- **TASK DESCRIPTION**
Display every line of the records that contains the string "wooden", copying each such line in full. Treat the match as case-sensitive.

- **GIVEN RECORDS**

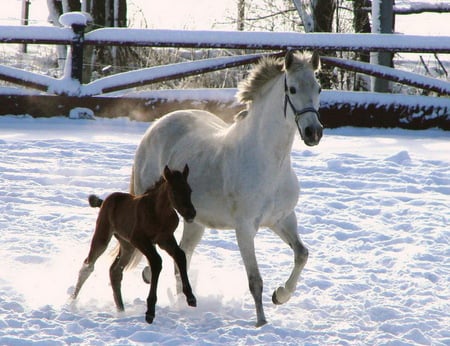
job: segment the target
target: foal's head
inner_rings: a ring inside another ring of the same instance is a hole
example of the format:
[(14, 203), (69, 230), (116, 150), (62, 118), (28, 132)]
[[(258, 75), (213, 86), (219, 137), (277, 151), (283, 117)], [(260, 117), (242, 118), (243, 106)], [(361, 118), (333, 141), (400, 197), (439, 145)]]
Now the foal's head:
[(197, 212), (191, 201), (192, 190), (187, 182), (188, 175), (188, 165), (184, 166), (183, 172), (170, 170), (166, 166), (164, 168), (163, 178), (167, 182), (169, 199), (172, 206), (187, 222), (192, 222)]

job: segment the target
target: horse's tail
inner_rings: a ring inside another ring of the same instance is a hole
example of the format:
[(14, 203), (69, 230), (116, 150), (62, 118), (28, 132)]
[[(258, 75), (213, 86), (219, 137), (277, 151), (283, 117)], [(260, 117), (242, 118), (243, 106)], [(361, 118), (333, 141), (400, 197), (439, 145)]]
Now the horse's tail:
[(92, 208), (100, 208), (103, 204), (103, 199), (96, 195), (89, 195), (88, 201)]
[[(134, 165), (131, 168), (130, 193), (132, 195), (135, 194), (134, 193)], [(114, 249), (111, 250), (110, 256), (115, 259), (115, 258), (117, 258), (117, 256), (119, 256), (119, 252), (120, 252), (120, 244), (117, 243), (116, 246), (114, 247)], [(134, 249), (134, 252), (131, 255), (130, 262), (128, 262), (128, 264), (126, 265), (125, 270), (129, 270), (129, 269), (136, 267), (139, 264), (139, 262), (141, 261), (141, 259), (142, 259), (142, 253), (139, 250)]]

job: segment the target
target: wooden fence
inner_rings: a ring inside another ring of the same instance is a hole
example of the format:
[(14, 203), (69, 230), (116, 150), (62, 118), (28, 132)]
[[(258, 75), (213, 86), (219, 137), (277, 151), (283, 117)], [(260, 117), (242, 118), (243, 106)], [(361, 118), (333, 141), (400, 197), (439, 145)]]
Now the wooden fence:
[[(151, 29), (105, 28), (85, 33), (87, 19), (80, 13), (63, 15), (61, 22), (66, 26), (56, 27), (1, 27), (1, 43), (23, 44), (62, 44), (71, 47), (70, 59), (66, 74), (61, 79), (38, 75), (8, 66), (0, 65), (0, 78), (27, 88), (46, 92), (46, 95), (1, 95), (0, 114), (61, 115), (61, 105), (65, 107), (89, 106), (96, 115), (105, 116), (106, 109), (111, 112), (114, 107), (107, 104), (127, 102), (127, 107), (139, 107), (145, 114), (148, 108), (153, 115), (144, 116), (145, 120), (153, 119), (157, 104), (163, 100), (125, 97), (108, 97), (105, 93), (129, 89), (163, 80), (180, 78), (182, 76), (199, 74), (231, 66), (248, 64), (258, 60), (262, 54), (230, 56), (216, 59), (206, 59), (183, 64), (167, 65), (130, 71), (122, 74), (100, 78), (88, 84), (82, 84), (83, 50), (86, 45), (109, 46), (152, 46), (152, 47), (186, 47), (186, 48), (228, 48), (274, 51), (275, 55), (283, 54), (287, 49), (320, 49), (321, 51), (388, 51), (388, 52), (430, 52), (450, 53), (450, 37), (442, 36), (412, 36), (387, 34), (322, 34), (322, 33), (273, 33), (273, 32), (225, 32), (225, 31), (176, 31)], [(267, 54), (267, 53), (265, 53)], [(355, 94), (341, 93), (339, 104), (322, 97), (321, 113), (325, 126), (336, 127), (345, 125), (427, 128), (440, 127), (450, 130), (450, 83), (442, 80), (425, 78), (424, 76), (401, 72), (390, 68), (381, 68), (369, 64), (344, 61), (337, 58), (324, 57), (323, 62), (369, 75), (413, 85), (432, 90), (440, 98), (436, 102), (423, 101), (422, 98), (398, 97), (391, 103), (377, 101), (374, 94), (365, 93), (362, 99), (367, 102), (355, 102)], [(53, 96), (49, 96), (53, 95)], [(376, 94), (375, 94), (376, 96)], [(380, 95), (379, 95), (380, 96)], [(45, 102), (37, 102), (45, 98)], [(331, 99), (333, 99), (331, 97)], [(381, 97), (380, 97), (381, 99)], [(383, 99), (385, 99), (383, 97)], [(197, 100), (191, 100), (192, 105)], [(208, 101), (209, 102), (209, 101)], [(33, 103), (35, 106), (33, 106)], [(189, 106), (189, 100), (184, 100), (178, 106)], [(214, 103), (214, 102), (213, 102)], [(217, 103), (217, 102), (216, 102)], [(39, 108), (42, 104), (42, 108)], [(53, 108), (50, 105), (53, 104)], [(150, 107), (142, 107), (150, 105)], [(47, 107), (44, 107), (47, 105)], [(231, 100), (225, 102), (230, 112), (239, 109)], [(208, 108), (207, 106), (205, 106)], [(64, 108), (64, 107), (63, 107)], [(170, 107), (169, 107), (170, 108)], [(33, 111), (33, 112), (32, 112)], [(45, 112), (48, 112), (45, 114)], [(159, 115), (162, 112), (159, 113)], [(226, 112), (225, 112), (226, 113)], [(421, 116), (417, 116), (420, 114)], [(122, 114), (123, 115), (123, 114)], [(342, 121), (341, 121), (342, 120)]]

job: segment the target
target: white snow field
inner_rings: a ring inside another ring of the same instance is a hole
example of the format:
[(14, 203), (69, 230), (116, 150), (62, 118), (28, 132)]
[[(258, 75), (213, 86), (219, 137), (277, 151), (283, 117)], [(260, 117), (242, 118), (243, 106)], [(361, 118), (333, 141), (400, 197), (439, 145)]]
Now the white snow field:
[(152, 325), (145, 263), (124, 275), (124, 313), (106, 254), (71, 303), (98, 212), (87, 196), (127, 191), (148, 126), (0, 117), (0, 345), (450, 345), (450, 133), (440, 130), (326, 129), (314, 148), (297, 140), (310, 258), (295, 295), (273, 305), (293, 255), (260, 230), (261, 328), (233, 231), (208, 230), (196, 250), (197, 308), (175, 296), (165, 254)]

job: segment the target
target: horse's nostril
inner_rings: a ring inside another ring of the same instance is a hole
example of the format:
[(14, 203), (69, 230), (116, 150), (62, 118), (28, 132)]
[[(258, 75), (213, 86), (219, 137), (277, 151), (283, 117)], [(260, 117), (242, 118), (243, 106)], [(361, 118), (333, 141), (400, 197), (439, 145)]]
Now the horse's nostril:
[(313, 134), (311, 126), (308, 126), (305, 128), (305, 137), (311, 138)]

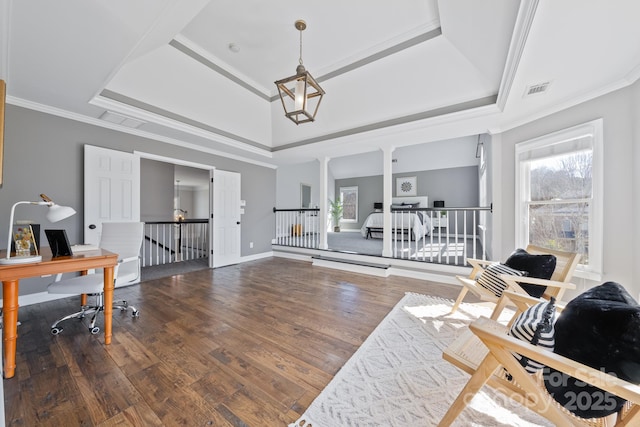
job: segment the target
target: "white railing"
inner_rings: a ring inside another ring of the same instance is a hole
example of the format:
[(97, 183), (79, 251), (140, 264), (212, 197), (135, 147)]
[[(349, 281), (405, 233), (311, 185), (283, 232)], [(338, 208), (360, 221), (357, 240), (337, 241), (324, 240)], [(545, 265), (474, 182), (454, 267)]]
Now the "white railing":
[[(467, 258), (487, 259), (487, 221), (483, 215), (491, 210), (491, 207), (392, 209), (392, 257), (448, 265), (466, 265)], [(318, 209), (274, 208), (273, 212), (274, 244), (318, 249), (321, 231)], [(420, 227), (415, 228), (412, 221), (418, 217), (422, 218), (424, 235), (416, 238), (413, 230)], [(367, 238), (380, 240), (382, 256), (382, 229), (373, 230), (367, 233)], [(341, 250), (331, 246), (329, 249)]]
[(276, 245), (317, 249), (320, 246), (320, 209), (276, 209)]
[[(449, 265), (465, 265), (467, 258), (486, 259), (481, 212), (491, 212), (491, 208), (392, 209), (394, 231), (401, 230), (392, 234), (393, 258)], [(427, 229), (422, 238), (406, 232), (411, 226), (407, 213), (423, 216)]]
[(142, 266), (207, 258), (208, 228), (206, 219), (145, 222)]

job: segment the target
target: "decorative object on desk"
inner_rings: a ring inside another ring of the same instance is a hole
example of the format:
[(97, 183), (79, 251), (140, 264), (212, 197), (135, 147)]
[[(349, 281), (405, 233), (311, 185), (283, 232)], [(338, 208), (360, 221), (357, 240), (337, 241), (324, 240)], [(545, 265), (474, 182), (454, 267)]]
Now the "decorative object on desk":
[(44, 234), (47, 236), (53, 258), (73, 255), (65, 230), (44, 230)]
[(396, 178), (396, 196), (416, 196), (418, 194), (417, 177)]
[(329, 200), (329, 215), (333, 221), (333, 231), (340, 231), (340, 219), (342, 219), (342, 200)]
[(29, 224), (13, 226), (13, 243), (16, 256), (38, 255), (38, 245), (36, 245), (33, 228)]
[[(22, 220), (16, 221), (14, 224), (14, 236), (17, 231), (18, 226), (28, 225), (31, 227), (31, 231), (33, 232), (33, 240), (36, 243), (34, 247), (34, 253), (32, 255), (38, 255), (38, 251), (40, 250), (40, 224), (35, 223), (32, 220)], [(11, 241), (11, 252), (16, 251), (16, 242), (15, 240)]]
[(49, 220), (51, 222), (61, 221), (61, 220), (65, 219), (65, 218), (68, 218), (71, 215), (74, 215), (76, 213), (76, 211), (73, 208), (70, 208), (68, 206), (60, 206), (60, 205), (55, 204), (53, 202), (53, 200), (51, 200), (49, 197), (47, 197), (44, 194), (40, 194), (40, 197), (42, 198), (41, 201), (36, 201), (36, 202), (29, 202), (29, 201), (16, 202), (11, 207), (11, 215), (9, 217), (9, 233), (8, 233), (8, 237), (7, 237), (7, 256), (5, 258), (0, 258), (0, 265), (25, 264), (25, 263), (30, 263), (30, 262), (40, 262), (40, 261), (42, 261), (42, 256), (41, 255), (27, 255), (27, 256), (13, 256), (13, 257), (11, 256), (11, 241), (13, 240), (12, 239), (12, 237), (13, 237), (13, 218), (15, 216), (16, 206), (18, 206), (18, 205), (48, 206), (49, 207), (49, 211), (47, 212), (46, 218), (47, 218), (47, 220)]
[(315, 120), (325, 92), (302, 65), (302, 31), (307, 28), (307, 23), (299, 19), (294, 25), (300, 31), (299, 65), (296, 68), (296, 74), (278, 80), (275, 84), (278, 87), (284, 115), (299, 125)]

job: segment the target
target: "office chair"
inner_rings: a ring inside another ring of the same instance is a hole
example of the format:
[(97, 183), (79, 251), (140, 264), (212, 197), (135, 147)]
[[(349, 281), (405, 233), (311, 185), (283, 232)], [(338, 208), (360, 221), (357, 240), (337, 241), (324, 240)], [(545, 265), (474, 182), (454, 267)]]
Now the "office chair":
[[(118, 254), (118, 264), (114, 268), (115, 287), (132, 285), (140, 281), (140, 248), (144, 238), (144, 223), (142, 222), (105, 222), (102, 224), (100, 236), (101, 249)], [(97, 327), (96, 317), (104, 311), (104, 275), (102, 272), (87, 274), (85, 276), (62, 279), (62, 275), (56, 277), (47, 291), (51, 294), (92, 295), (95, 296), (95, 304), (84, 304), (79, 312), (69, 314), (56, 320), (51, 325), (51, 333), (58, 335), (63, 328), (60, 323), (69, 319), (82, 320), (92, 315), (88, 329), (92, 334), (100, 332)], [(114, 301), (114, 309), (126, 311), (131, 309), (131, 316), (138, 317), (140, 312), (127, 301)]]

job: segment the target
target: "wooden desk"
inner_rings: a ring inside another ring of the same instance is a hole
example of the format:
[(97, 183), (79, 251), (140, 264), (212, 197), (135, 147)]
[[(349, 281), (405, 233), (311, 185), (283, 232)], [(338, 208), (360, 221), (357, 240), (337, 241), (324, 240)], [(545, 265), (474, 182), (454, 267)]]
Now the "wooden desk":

- **TASK RESPONSE**
target: wooden fence
Now the wooden fence:
target: "wooden desk"
Now the "wooden desk":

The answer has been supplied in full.